原文抜粋:
****************************************
集客の動線は、大きく分けて、サイトや広告LP(ランディングページ)のフォーム経由、または電話経由の2つのパターンがあります。商材の特性もあると思いますが、電話経由の問い合わせもかなり多く、ここでの来店予約積み上げも重視していた一方で、電話経由の来店予約はWeb媒体別の成果が見えないというオペレーション上の問題を抱えていました。
また、電話経由では、サイトや広告LP上の電話ボタンをタップした後、架電直前に離脱が多く発生する集客の穴も存在していました。ここまでの内容を整理すると下記の通りです。
- 【売上面の課題】
- コロナ明けの新規顧客獲得の競争激化
- 【新規顧客獲得面での課題】
- 電話経由の来店予約が多いが、電話をかける直前に離脱が発生
- 【業務上の課題】
- 電話経由の予約はweb媒体別の成果が見えず、PDCAが回せない
そこで電通デジタルは、「コールポップアップ」というITサービスが解決の糸口になると考えました。
コールポップアップとは集客支援のための特許取得済みのSaaSであり、電話問い合わせの効率をよくするITサービスです。具体的には、電話CTA(Call To Action)が押され、電話発信ボタンが出るタイミングで、任意のバナーを表示できるツールです。一般的な通電率50%をベースとすると相対値で3割程度向上するなどの実績があります(15pt上がって通電率が65%になった例もあります)。
バナーをクリックしてから電話をかけさせるのではなく、電話ボタン表示と同時にバナーを見せるよう開発したことで集客動線を崩さない点や、広告流入〜架電までの集客数データを返す点も魅力の一つです。
カスタマージャーニー上の障壁を徹底的に議論し、バナーに反映
アートネイチャーは、ただコールポップアップを導入するのではなく、「電話する直前に生活者は何を懸念するのか」というカスタマージャーニー上の障壁を関係者間で議論。それをバナー素材に反映させるところまでを、全員で検討しました。
自分の見た目を変える商材という特性上、ユーザーはそもそも電話問い合わせに一定の心理的ハードルがあります。そのようななかで、「無理な勧誘をされるのではないか」という不安もあると考え、それをバナー制作に活かしたそうです。その際、ユーザーの不安を払拭することは、アートネイチャーが長年培ってきた「信頼感」をさらに高めることにつながると考えたとのことです。
****************************************
チャレンジ A: コールポップアップ導入に関する抜粋文にある一文「コールポップアップとは集客支援のための特許取得済みのSaaSであり、電話問い合わせの効率をよくするITサービスです。」を英語に訳してください。
チャレンジ B: コールポップアップ導入に関する抜粋文を、最後の文のあとから書き進めてください。
次に示す項目は、コールポップアップ導入に関する抜粋文とは関係がありません。

提示された項目:
****************************************
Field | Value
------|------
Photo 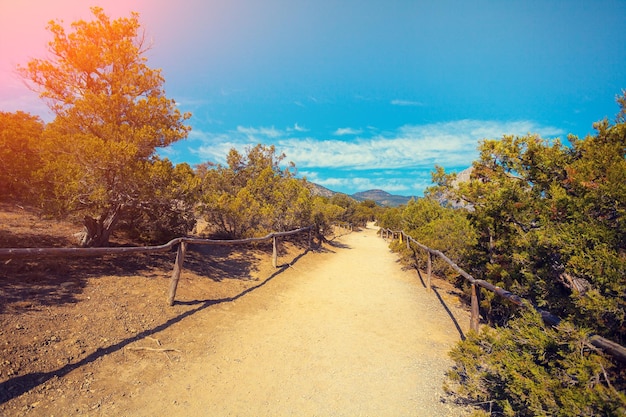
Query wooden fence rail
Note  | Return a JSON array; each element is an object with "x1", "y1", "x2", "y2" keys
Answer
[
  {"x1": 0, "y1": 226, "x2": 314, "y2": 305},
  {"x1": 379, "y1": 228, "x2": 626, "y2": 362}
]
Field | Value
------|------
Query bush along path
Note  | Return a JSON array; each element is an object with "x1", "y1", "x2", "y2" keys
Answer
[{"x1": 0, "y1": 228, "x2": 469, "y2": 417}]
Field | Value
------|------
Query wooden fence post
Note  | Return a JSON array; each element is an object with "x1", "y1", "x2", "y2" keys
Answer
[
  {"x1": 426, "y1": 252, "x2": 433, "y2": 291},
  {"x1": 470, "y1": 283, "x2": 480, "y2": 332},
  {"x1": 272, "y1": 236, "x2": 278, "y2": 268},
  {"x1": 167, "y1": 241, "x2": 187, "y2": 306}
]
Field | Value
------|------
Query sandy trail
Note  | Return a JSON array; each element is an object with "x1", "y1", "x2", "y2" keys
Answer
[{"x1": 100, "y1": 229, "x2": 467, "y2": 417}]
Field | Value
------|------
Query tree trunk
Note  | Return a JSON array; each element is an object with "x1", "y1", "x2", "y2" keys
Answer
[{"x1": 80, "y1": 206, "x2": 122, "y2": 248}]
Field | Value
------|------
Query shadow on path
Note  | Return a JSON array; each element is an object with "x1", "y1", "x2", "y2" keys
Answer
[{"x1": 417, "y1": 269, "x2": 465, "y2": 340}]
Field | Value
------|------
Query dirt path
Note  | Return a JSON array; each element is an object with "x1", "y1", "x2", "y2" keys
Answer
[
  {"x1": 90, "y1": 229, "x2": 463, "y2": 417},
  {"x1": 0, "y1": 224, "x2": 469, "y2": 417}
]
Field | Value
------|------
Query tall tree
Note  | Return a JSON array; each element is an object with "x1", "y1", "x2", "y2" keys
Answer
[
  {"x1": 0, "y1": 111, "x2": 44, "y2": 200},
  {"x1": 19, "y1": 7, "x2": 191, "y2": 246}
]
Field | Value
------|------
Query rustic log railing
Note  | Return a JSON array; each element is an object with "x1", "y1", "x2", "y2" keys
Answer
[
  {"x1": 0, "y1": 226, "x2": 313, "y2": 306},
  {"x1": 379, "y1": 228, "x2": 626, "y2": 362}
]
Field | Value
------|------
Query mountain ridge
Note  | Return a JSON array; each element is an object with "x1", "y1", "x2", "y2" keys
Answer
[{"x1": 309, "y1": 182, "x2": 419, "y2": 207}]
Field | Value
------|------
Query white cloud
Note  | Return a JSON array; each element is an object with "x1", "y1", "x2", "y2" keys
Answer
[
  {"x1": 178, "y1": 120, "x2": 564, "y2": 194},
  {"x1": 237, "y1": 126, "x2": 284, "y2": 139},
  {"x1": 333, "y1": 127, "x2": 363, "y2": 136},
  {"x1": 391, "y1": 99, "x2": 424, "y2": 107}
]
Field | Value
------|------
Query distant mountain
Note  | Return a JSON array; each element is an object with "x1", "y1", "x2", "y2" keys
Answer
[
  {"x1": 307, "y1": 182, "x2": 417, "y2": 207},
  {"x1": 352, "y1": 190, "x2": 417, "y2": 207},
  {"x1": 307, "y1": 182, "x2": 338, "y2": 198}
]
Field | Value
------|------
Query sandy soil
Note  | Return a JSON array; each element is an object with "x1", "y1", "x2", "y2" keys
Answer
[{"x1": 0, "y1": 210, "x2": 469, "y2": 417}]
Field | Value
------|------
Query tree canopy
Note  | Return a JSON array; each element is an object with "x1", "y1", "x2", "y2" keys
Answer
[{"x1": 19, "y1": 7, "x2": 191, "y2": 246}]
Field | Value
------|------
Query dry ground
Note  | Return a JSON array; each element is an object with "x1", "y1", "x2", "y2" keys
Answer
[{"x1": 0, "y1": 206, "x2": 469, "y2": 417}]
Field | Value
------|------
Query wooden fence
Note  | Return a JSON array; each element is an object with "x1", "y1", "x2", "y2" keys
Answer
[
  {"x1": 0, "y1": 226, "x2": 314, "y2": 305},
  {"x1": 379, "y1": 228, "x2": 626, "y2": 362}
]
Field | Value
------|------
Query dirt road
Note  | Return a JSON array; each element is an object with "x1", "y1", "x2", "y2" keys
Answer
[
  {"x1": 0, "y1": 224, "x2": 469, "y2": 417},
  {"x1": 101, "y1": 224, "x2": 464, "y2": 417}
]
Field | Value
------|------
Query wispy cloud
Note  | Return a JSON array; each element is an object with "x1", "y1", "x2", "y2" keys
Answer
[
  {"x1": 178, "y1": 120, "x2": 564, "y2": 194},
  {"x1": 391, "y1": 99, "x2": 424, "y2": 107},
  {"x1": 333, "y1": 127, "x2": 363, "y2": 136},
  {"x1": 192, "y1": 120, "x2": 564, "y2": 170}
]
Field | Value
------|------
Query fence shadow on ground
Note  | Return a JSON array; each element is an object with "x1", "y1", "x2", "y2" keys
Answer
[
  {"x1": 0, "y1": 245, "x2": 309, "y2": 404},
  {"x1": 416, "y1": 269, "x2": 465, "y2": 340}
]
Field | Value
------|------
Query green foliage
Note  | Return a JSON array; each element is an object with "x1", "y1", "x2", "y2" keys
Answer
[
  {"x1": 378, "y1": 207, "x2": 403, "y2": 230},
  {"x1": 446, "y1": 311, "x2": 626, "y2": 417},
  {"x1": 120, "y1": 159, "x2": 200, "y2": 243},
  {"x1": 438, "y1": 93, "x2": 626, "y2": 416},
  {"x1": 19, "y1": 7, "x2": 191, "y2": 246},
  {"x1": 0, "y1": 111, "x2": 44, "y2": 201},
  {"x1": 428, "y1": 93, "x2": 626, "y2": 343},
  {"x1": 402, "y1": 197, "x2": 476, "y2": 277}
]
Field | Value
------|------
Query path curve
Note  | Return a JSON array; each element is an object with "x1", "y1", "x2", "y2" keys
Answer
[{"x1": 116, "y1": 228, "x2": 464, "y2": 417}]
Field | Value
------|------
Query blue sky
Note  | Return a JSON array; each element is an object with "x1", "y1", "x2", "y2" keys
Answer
****************************************
練習問題の解答 A: Call Pop-up is a patented SaaS for supporting customer acquisition, an IT service that makes phone inquiries more efficient.

練習問題の解答 B:
3社による密な連携で得た成果や、業務上の変化
導入後にどのような成果、業務上の変化があったかをまとめたものが以下です。
- 【成果】
架電率が170%改善。さらに、来店予約率が160%改善。
- 【業務上の変化】
出稿メディア、キャンペーン別の架電数・架電率をトラッキングし、メディアプランに活用できるようになった。
ニアメロが出稿メディア、キャンペーン別の架電数を集計し、架電率を算出したところ、リスティングの指名検索など、顕在層向けのキャンペーンは架電率が高かった。さらに、電話CTAタップ数が多いディスプレイ系のリーチキャンペーンについても、架電率が極端に悪いということはなく、架電CPA(顧客獲得単価)換算では安価ということが確認できた。
- 生活者のカスタマージャーニーを意識した体験設計
- アートネイチャーの事業上、業務上の課題深掘り
- 導入後の活用方法をクライアント、代理店、サービス提供社の3社で議論し、実行
そして、これらが先に説明した失敗を回避して良い成果を生み出すポイントでもあります。
取材の最後に私は、「クライアント企業におけるプロジェクト成功の秘訣」という質問をなげかけて議論しました。さまざまな意見がでるなかで、DX担当者にとって、私が特に重要だと感じたものは次のとおりです。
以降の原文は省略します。